**Stored items from a collection**
= = = = =

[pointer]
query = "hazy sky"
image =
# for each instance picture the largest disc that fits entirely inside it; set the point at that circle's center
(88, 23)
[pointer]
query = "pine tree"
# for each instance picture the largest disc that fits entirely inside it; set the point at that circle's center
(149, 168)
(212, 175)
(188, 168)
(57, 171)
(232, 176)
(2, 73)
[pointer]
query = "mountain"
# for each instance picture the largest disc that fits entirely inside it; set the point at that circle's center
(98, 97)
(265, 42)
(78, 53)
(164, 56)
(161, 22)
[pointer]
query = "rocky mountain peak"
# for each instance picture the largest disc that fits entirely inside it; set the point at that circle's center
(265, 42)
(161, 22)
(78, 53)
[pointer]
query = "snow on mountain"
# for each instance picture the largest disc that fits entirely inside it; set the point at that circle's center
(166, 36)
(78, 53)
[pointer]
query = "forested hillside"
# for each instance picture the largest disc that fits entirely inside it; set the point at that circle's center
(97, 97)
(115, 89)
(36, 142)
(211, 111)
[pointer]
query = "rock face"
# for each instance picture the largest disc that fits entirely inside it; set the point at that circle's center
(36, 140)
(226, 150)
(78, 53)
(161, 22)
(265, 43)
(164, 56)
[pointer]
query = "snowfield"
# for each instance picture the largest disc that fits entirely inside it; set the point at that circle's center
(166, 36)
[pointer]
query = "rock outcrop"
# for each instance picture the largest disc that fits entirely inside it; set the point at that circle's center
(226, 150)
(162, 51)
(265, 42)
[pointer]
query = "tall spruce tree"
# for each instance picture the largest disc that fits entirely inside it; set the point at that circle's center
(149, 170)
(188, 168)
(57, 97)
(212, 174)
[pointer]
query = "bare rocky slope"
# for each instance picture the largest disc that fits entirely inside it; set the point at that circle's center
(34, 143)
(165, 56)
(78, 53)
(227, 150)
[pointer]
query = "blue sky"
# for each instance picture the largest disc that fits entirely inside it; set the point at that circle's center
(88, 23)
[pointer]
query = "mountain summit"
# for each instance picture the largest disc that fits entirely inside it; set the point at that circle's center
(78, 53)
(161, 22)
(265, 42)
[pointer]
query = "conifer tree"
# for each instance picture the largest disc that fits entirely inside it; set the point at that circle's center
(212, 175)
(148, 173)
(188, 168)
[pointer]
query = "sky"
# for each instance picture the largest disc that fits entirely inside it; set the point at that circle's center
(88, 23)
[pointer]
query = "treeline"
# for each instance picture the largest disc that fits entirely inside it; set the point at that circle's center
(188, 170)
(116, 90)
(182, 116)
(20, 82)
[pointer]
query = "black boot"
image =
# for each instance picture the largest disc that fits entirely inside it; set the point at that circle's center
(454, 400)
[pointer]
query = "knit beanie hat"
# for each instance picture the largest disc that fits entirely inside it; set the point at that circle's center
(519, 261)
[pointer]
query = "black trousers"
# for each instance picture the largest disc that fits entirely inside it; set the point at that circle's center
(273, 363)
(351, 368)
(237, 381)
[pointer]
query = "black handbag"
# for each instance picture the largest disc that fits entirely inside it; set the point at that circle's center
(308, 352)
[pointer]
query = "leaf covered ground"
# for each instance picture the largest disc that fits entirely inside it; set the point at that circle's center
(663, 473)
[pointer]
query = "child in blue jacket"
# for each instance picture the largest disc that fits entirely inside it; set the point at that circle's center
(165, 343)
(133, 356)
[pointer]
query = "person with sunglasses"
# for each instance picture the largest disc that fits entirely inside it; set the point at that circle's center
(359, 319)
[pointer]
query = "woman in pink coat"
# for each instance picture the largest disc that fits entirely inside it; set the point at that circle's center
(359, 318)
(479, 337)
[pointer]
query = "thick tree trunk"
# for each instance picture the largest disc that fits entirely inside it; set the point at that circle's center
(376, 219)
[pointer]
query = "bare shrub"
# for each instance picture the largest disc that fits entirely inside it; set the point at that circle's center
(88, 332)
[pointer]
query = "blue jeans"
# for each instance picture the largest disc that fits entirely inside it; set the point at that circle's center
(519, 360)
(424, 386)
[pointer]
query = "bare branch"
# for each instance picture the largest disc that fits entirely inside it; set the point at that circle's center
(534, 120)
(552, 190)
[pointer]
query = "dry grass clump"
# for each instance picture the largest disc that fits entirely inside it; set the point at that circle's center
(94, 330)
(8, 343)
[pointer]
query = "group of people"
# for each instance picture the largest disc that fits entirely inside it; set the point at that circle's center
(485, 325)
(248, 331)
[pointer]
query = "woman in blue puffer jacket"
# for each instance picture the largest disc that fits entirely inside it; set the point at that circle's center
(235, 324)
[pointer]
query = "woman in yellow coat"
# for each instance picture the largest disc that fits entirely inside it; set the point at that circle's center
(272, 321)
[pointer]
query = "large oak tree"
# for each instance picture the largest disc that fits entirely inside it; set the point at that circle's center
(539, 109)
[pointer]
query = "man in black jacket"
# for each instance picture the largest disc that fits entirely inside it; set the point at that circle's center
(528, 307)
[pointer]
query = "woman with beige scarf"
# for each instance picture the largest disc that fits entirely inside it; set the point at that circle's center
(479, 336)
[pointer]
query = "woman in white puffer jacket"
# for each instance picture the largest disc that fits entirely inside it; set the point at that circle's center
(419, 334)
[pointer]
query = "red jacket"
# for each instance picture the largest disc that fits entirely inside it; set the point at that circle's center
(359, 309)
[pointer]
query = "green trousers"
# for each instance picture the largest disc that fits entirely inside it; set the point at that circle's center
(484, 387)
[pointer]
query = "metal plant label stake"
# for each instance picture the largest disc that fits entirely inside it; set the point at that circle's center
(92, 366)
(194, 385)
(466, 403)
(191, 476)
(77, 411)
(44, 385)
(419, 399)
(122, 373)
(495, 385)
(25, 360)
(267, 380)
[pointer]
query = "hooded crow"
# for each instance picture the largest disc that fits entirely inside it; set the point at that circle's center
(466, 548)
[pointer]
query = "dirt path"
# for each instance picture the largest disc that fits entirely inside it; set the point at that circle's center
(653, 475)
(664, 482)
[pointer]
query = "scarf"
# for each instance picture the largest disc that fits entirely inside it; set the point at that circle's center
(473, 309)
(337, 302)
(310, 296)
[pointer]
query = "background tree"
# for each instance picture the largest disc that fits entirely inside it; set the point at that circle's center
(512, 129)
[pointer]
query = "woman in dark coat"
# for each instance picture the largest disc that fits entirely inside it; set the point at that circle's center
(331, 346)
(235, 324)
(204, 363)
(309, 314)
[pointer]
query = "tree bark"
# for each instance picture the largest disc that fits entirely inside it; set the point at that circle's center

= = = = =

**What you will do**
Which of the lines in the data hold the string "black"? Report each of them by copying it.

**Answer for the task**
query = "black boot"
query = "black trousers"
query = "black handbag"
query = "man in black jacket"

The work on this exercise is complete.